Finding the Females: New Reference Genome Leads to Better Sex Determination Technique in Tuna
Tuesday, November 5, 2019
The cultivation and conservation of one of the most important commercial fishes in the world may come down to sex determination — how can you successfully breed a species without knowing the sex of your stock?
A Japanese research team has come up with a solution, thanks to a new Pacific bluefin tuna reference genome and the male-specific DNA markers they were able to identify as a result.
In a study published recently in the Nature journal Scientific Reports, first author Ayako Suda and lead author Atushi Fujiwara of the Japan Fisheries and Education Agency of Yokohama, described how they developed a PCR assay to accurately identify male tuna, based on a new high-quality PacBio and Illumina assembly.
Wild populations of Thunnus orientalis have been in drastic decline due to overfishing, leading Japan and other nations to develop full-life-cycle tuna aquaculture systems as early as the 1970s. They have identified optimum rearing conditions for the species, but these conditions are difficult to achieve. Spawning is strongly influenced by environmental factors such as water temperature, for example, and only some females spawn in cultivation conditions, reducing genetic diversity. Controlling the sex ratio in sea cages could help increase the production of fertilized eggs, but the Pacific bluefin tuna lacks morphological sexual dimorphism, making it difficult to identify and remove males. Furthermore, identifying males through gonad inspection can be lethal and inconclusive in young fish.
So the researchers set out to improve the T. orientalis genome, first assembled in 2013. Despite being used as a reference, that assembly is highly fragmented, with a large number of gaps in its scaffolding.
By combining sequence data from PacBio long reads and Illumina short reads, the Japanese team created a 787 Mb genome assembly in only 444 scaffolds with a contig N50 of 3 Mb. This represents a 376-fold increase in contiguity and a 148-fold reduction in the number of gaps compared to the existing reference.

→ **TASK INSTRUCTIONS**:
a) In the tuna genome article, how many scaffolds make up the new 787 Mb assembly?
b) Write a continuation of the tuna genome article, starting right after its last sentence.
The listing that comes next is separate material and not part of the tuna genome article.

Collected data
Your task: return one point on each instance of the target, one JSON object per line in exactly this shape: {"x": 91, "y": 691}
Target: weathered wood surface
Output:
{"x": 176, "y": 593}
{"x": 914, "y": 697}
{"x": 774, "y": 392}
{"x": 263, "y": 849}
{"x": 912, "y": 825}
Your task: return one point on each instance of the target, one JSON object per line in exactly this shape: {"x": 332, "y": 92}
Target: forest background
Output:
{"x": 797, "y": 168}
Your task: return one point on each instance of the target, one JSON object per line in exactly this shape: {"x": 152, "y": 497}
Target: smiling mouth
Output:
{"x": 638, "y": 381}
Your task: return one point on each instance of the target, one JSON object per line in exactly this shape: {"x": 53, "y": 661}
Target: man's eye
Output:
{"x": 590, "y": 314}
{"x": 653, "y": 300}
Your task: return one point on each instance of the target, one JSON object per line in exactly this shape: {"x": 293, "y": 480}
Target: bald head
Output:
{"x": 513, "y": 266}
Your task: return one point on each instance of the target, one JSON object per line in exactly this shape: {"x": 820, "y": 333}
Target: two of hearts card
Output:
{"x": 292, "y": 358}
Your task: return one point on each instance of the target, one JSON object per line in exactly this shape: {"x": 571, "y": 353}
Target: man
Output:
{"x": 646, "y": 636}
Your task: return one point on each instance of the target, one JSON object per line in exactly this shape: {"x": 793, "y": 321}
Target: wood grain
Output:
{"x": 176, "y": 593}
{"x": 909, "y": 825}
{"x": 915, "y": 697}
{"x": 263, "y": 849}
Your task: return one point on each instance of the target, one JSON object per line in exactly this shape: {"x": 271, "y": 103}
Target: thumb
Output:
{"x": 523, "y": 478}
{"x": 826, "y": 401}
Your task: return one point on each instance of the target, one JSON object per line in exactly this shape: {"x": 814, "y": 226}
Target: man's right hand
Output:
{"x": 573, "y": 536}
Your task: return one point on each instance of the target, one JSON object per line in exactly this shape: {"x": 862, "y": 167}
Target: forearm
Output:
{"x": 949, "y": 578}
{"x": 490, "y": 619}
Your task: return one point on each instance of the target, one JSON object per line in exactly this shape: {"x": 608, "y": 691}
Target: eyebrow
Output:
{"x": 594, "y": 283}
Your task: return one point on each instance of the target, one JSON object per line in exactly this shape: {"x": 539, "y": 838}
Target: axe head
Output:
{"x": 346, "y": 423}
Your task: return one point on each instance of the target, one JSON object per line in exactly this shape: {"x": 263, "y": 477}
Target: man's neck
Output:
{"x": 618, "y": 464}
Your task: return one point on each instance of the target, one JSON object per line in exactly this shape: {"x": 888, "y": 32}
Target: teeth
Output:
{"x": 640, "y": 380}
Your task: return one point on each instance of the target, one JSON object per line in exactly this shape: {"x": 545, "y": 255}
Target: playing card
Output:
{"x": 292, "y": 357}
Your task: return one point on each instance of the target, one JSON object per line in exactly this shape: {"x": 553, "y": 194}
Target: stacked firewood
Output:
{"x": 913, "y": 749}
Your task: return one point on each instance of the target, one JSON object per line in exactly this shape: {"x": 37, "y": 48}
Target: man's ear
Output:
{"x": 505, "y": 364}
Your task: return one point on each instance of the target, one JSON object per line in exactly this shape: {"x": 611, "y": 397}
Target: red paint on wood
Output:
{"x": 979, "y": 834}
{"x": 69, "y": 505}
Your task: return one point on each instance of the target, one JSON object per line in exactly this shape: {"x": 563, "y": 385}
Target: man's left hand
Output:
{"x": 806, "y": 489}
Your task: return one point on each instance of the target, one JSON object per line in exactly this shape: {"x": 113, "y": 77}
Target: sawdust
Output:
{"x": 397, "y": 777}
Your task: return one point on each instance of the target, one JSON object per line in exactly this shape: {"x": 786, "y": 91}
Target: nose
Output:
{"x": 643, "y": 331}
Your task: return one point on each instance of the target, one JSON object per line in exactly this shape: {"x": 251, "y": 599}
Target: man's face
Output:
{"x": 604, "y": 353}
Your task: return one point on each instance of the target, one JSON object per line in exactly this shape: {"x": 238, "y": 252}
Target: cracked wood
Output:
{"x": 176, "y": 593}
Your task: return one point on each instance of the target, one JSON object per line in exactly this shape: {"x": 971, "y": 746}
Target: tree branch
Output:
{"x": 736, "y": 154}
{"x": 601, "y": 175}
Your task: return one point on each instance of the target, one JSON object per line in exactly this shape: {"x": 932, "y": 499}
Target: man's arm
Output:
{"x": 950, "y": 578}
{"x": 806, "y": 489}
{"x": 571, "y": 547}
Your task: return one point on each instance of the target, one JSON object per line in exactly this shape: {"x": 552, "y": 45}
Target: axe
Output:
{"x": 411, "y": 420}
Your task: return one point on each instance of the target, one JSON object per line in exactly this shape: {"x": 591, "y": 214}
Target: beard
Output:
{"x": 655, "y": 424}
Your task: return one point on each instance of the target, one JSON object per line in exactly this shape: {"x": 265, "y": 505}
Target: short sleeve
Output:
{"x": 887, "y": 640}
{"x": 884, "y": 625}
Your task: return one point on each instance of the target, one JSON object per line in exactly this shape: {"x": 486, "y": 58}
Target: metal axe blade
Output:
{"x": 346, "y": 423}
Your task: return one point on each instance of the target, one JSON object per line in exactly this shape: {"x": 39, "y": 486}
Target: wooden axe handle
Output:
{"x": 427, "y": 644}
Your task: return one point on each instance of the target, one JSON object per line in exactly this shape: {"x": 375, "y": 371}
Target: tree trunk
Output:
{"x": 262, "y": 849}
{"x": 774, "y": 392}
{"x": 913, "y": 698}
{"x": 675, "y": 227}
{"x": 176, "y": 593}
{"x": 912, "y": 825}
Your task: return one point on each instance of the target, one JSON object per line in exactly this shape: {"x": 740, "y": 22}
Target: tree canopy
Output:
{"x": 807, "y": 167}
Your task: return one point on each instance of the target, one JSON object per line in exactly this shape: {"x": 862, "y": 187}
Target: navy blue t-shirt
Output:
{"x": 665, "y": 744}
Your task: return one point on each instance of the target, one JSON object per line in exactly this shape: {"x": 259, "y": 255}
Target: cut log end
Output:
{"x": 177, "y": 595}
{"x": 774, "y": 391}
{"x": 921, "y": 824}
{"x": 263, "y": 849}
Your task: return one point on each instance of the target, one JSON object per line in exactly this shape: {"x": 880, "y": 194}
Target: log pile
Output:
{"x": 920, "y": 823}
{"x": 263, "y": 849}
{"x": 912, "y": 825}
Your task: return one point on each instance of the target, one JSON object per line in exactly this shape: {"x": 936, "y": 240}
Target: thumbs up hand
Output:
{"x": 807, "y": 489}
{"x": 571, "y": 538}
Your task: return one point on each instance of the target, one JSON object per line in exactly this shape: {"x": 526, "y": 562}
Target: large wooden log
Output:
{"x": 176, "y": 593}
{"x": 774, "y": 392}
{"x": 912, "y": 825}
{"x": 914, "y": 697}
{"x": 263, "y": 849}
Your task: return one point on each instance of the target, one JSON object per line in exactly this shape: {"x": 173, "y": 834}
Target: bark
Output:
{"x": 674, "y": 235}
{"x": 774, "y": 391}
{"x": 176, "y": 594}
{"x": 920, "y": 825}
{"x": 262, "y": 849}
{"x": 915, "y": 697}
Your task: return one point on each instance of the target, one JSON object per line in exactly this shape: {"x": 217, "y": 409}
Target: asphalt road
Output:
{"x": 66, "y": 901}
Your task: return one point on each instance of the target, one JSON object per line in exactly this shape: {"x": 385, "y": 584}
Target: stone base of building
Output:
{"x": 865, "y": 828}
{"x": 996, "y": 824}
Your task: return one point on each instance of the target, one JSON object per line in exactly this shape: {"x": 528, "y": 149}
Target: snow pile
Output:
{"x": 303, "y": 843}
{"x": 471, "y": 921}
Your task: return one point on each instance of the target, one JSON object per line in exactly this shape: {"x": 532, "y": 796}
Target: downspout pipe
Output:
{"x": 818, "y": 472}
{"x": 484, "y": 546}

→ **OUTPUTS FOR THE TASKS**:
a) 444 scaffolds.

b)
Through analyzing re-sequence data of several males and females, 250 male-specific SNPs were identified from more than 30 million polymorphisms, with seven distinct regions being identified. The team then focused on one in particular: a 3,174 bp section of a single scaffold that contained 51 male-specific variants. They created a PCR-based sex identification assay targeting this stretch of DNA and achieved high accuracy in testing across 115 fish.
“Sex identification using our PCR assay is easy, requiring minimal handling of individuals. Moreover, sex of juveniles can be identified using our method, allowing the sex ratio in cages to be adjusted at an early stage, which could enhance breeding programs,” the authors state.
They also note that the approach might be less stressful to tuna, and requires less effort than sampling approaches based on fin clips or muscle tissues from live individuals.
“It could also be used to obtain data from wild populations, providing useful information for the management and conservation of these natural stocks,” they add.
The assay could be implemented in surveys that evaluate sex ratio analyses, rather than waiting for sexual maturity, for example. Incorporating the sex of fish while tracking their migration patterns — a strategy used by Barbara Block and colleagues in California — could also provide valuable information for the management of wild tuna fisheries.
“Our improved draft genome provides a solid foundation for future population and resource management studies of Pacific bluefin tuna,” the authors conclude.